*** Extracted entries ***
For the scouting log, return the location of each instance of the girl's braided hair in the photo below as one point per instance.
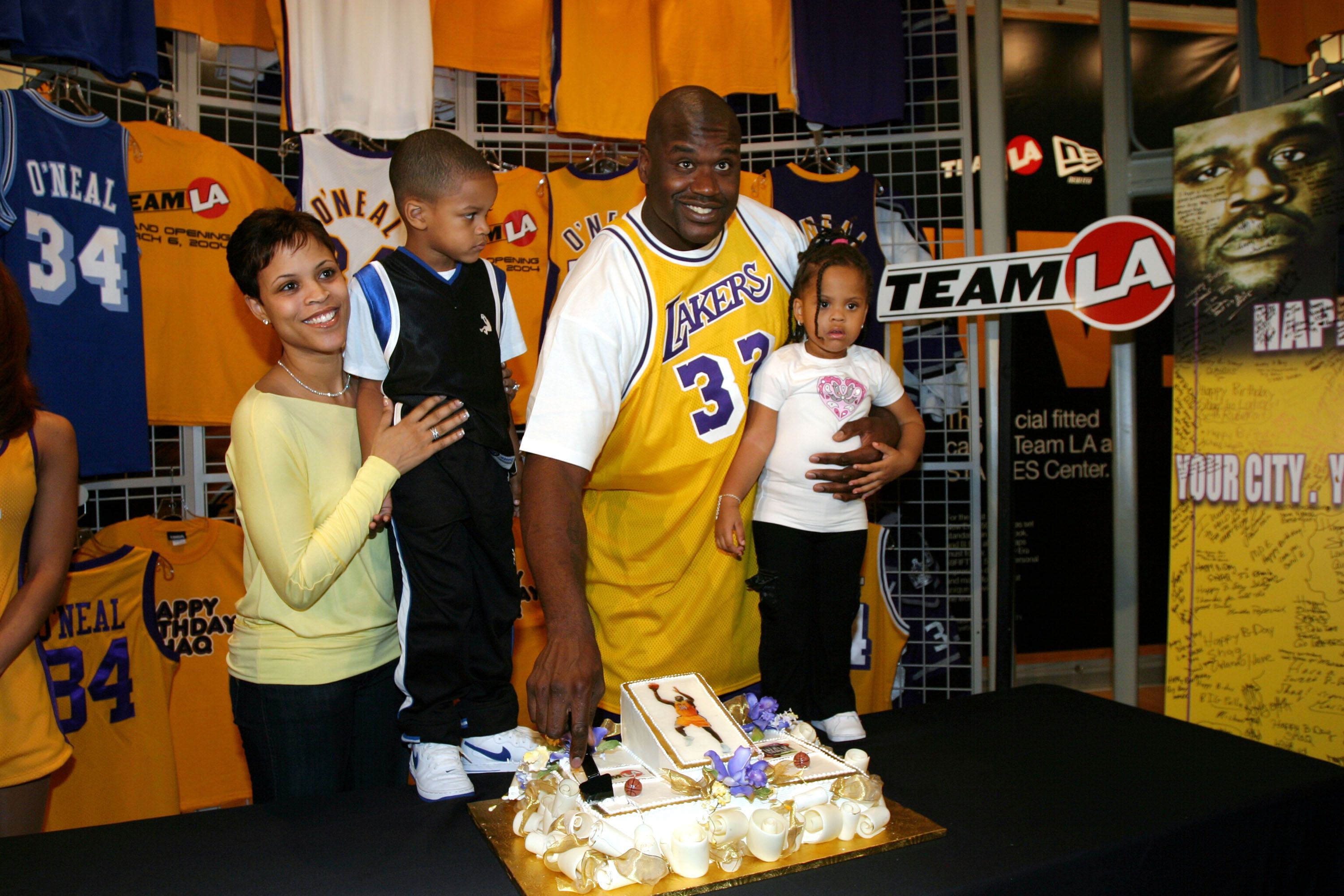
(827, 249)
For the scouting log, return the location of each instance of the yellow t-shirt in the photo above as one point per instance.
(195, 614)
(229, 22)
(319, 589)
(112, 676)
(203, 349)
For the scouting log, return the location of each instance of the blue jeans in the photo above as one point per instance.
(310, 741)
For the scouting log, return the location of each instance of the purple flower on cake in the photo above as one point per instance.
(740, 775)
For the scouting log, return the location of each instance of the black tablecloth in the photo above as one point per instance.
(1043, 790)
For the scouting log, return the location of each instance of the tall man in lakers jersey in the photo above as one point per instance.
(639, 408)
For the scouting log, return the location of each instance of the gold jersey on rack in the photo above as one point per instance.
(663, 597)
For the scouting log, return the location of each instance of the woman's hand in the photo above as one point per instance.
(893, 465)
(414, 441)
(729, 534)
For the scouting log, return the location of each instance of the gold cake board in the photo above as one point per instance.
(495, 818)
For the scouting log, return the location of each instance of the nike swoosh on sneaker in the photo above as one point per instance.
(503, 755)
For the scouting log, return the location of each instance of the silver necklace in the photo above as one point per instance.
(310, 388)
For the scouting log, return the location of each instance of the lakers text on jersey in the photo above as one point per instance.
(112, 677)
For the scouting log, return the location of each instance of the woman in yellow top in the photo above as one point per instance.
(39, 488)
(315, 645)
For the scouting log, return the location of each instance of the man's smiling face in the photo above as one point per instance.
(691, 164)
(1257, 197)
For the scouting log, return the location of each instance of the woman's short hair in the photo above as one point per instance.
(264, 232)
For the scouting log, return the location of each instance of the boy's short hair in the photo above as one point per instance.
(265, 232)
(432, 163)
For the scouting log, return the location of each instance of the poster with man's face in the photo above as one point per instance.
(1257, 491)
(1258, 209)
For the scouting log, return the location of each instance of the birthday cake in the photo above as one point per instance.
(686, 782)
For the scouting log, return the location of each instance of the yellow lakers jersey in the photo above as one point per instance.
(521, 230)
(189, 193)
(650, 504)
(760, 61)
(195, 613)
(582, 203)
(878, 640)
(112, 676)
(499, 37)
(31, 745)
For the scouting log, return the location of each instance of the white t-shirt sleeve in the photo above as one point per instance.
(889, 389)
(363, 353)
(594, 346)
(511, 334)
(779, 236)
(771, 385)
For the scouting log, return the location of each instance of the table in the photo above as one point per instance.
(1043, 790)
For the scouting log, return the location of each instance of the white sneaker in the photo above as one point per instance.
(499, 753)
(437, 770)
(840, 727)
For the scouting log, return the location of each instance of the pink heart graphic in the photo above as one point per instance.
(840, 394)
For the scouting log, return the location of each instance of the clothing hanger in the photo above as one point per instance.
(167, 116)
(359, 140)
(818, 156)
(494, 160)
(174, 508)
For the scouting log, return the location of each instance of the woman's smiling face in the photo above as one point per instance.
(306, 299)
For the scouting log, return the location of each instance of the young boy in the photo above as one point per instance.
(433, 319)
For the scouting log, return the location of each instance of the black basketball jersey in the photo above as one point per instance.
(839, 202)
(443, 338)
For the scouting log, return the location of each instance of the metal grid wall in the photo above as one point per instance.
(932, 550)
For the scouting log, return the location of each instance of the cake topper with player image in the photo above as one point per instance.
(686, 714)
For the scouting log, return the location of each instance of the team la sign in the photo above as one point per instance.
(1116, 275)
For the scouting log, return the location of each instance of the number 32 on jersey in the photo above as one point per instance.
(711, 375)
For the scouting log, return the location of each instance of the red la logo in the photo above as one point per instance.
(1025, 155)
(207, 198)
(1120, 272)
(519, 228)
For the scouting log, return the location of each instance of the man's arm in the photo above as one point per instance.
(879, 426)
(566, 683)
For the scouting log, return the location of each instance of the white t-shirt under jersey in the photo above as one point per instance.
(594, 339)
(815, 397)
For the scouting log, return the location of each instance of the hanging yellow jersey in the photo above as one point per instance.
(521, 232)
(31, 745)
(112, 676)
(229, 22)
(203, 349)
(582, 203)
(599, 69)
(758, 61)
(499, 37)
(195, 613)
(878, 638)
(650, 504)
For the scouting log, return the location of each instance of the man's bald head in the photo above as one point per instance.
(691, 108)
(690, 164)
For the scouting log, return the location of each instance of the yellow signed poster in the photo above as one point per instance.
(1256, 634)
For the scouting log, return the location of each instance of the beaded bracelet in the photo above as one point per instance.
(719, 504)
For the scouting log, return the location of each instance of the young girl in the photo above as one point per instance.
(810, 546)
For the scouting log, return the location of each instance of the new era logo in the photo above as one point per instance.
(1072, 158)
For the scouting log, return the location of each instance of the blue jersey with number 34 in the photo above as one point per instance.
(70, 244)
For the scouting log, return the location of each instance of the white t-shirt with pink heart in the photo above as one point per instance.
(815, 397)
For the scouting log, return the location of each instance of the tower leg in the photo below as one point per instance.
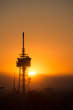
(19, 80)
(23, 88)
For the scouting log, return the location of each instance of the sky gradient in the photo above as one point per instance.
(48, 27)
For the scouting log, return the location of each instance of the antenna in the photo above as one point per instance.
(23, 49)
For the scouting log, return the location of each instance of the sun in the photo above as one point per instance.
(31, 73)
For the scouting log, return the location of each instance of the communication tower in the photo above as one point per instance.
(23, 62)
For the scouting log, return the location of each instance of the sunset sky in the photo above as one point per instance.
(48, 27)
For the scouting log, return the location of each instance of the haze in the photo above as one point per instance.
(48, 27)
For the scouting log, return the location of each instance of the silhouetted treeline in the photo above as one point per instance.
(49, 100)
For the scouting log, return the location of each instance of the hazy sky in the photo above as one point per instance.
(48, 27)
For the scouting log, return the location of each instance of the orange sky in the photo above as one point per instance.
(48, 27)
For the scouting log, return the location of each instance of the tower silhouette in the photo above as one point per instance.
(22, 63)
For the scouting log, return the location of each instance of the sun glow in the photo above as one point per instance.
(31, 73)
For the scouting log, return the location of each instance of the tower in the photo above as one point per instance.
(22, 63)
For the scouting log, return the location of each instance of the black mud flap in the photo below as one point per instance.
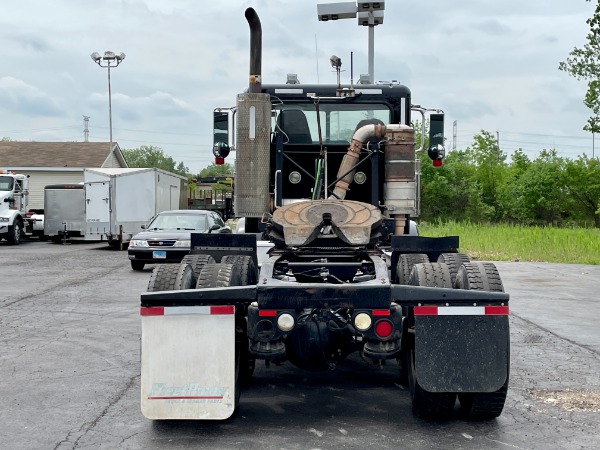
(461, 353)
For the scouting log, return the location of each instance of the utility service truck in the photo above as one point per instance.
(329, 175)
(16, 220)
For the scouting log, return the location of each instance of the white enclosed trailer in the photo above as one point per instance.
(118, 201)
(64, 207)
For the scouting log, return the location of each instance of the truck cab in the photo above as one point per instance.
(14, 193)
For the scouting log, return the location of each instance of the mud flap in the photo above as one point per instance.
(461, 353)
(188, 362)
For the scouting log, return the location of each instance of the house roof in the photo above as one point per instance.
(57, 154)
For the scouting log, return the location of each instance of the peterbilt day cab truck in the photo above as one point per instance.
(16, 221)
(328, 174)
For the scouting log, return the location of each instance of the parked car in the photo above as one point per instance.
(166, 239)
*** End of Extracted entries ***
● **Problem to work on**
Transcribe all of the data above exactly; no picture belongs in the copy.

● **Response below**
For the scouting log, return the location of each instance of the girl's braided hair in the photo below as one point per instance.
(827, 249)
For the scouting log, return the location of each instance of the yellow t-shirt in the photo above as one point per instance.
(195, 614)
(229, 22)
(319, 589)
(112, 676)
(203, 349)
For the scouting log, return the location of each instance of the blue jeans in the photo above as one point per instance.
(310, 741)
For the scouting log, return the location of each instance of the purple flower on cake in the photo above as one point per instance.
(740, 775)
For the scouting log, return the location of each instance of the black tablecloth in the photo above as one point per instance.
(1043, 790)
For the scouting log, return the location of each instance of the tall man in lakers jersey in the photo above as one point per instance.
(639, 408)
For the scouting log, return the location of each instance of the gold jersey on rack in the photo above as one point per instance.
(663, 597)
For the scouting log, return the location of each instance of the woman's hand in the photo above as one point per instance.
(893, 465)
(414, 441)
(729, 534)
For the scouting log, return the location of each instance of the gold cake board in the photo above as one point per instance.
(495, 818)
For the scouting log, return the location of each instance of the nike swoosh on sneaker in the photo above as one point per instance.
(503, 755)
For the scouting log, return the location of each instance of the silver necklace in the photo above as one point per instance.
(310, 388)
For the scouting log, return the location of each instance of the lakers text on jersey in the photo above as one point per instance.
(112, 677)
For the scouting log, return the location of each instance of the woman in yellow top in the photo above as one point per instance.
(39, 488)
(315, 645)
For the scouting log, return the location of each instance of the man's smiling face in the photo above as one point per instance.
(691, 164)
(1257, 197)
For the scouting log, return the location of each instance of the woman's short hair in the photo above as one point per instance.
(264, 232)
For the scouting log, return the location of each instance of the boy's short hair in the photo above as one point per instance.
(265, 232)
(432, 163)
For the scouting log, return the location of each instance of the poster with man's face in the photo above as one point per instance.
(1257, 491)
(1258, 209)
For the scouting log, return the location of each instance of the birthday cake in the photo above as one point per instance.
(686, 782)
For the scouting log, return the location of each instance of the yellow lakers jersey in the photo above as one point per instance.
(521, 230)
(189, 193)
(650, 504)
(760, 61)
(195, 613)
(582, 203)
(878, 640)
(112, 676)
(499, 37)
(31, 745)
For the scouting log, return the location of each instance of the white t-shirt sleeve in the photo above as one point per instance.
(889, 389)
(363, 353)
(594, 346)
(511, 334)
(779, 236)
(771, 385)
For the scouting log, return the location of each instance of the table in the photo above as one point per instance.
(1043, 790)
For the scouting log, return the location of each instance of the white sneaker in the photo above as one point per instance.
(499, 753)
(437, 770)
(840, 727)
For the scouting log, return the location of each instance of the pink heart graphic in the photo above as one point per instance.
(840, 394)
For the scouting log, return the location of each instance of the clothing hanger in the photo above as one point per instance.
(167, 116)
(359, 140)
(818, 156)
(494, 160)
(174, 508)
For the scouting log, return the location of each instance of the woman's smiling face in the photo above as one point per instance.
(306, 299)
For the scouting log, return the location of each instance of the young boy in the photo above as one point per instance.
(433, 319)
For the scouting log, return the location of each instance of the black basketball jersey in the photo above as one point per instance.
(839, 202)
(443, 338)
For the scouting log, return the location of each instance of the metal grid wall in the photo above as one point per instance.
(932, 550)
For the scouting log, return the location of each instance of the cake topper with player image in the photo above as one point per instance.
(686, 714)
For the scouting log, return the location of each instance of the team la sign in the photo above as one point per instance.
(1116, 275)
For the scouting log, return the location of each instance of the number 32 on jersey in the photo above as one point per instance.
(711, 375)
For the scouting log, return the location of each instance of the red la logo in the photo above as one point per instance.
(1025, 155)
(207, 198)
(1120, 272)
(519, 228)
For the scouting log, return the location of each instance of the man's arm in the photo above as one point per instance.
(879, 426)
(566, 683)
For the scouting log, return the location of each instance of the white t-shirt under jersey in the photo above as one point per instance.
(594, 339)
(815, 397)
For the scouting log, return the location of each instance of the hanging yellow jersey in the photo above as one point per instance.
(521, 232)
(31, 745)
(112, 676)
(229, 22)
(203, 349)
(582, 203)
(599, 69)
(758, 61)
(499, 37)
(195, 613)
(878, 638)
(650, 504)
For the scouting log, return the location of each instance of the man's bald head in the photo above as one point per instance.
(691, 108)
(690, 164)
For the scouting log, return the location of each instance of the yellow signed poster in the photo above as one point per instance.
(1256, 634)
For the scouting log, return the location of each instance of the beaded bracelet in the photo above as one point per instance.
(719, 504)
For the scouting log, return the location of each instance of the young girl in the photo above as one point per instance.
(810, 546)
For the scouting log, return the location of each instance of the new era logo in the photo above as one point per instance.
(1072, 158)
For the scouting log, return the location of each instance of the blue jersey with number 34 in the photo above as one point per instance.
(70, 244)
For the scouting log, return the location of each instance of the white t-shirt with pink heart in the photo above as one point per instance.
(815, 397)
For the scouting log, return the location of each instance of the tower leg in the photo below as one point per instance.
(19, 80)
(23, 88)
For the scouting log, return the location of each instance of the sky gradient in the photo above as one point per instance.
(48, 27)
For the scouting log, return the location of each instance of the antenna in the photo above as one point per instance.
(23, 49)
For the scouting log, return the location of each instance of the sun in the photo above as one point per instance.
(31, 73)
For the scouting log, return the location of each instance of the communication tower in the photo above as one point per instance.
(23, 62)
For the scouting log, return the location of each instance of the sunset sky in the photo above as one point per instance.
(48, 27)
For the scouting log, return the location of each instance of the haze in the photo above as one point per instance.
(48, 27)
For the scouting log, return the location of each instance of the silhouetted treeline in the photo above as one point per instance.
(49, 100)
For the scouting log, return the location of each instance of the hazy sky in the photo above as one point per instance.
(48, 27)
For the scouting log, return the location of each instance of the orange sky in the photo above as one point per instance.
(48, 27)
For the scouting log, return the location of each instance of the tower silhouette in the photo above as one point per instance.
(22, 63)
For the scouting log, return the location of each instance of the sun glow in the photo above as one point per instance.
(31, 73)
For the scouting log, return the location of each instance of the tower in the photo above as one point per instance.
(22, 63)
For the scouting log, return the location of each instance of the black mud flap in the photo below as one point per instance.
(461, 353)
For the scouting log, return the location of each instance of the utility service truck in the photo above as one point per instance.
(329, 175)
(16, 220)
For the scouting log, return the location of each instance of the white enclosed trailer in the photo above as one point per instance.
(118, 201)
(64, 207)
For the scouting log, return the location of each instance of the truck cab in the photo above as one point per instance.
(14, 193)
For the scouting log, return the location of each instance of the mud flap in the photo above as one point per instance.
(461, 353)
(188, 362)
For the scouting log, return the location of each instance of the house roof in the photo above as one point per instance.
(57, 154)
For the scouting log, return the location of each instance of the peterbilt day cab truck in the photo above as one point per instance.
(16, 221)
(328, 174)
For the scouting log, return the location of each instance of the parked car in the photo above as one point per instance.
(166, 239)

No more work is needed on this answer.